►

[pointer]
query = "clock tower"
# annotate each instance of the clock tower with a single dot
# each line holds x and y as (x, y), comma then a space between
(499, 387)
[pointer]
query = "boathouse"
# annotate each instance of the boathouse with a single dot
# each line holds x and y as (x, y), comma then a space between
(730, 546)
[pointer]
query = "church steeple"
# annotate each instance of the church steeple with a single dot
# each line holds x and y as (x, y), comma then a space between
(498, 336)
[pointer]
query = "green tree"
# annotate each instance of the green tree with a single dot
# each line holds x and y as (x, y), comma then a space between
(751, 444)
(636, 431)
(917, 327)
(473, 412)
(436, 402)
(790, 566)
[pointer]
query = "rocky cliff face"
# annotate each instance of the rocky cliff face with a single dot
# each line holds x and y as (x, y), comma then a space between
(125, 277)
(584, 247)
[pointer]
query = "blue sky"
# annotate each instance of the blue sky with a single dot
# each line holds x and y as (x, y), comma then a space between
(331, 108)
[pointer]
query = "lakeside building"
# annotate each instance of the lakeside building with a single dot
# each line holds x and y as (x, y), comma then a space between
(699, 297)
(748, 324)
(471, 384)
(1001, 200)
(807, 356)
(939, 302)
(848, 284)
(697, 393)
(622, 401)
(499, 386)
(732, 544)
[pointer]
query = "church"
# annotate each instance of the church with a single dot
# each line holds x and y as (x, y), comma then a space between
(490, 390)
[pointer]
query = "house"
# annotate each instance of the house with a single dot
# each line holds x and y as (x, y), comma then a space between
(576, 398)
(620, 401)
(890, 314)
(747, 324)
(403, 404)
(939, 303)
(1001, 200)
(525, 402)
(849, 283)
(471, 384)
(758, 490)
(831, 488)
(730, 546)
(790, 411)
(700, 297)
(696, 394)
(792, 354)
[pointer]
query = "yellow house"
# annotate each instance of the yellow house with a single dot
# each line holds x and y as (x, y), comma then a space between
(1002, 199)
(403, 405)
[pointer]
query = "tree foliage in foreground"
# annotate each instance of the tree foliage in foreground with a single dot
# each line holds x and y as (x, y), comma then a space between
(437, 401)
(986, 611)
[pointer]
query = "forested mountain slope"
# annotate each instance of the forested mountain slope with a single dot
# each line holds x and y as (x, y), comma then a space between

◄
►

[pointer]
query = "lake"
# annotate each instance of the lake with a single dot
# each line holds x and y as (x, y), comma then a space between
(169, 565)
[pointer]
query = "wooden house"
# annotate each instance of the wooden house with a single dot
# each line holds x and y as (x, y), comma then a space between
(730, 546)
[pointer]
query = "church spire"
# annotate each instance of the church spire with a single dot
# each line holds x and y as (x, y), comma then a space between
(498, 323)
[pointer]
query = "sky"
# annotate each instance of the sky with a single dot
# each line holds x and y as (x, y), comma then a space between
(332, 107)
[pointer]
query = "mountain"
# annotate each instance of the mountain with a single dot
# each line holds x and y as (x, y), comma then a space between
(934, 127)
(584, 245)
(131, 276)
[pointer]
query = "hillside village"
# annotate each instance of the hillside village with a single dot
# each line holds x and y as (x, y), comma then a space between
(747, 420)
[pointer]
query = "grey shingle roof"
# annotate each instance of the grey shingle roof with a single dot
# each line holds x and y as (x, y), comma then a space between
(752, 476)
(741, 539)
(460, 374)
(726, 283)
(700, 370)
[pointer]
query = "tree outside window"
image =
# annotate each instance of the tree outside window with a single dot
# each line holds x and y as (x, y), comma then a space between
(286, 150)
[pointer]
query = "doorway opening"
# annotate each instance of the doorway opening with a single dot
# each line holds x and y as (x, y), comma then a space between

◄

EXERCISE DESCRIPTION
Word for word, restate the lines of the data above that fall between the line holding "# annotate each instance of the blue" and the line holding "# annotate each instance of the lakeside", inclusive, and no other lines.

TASK ANSWER
# annotate each instance of the blue sky with a single dot
# each line holds x and y as (x, y), comma then a space between
(331, 108)
[pointer]
query = "lakeside building"
# annotate each instance of the lakeside building with a single dot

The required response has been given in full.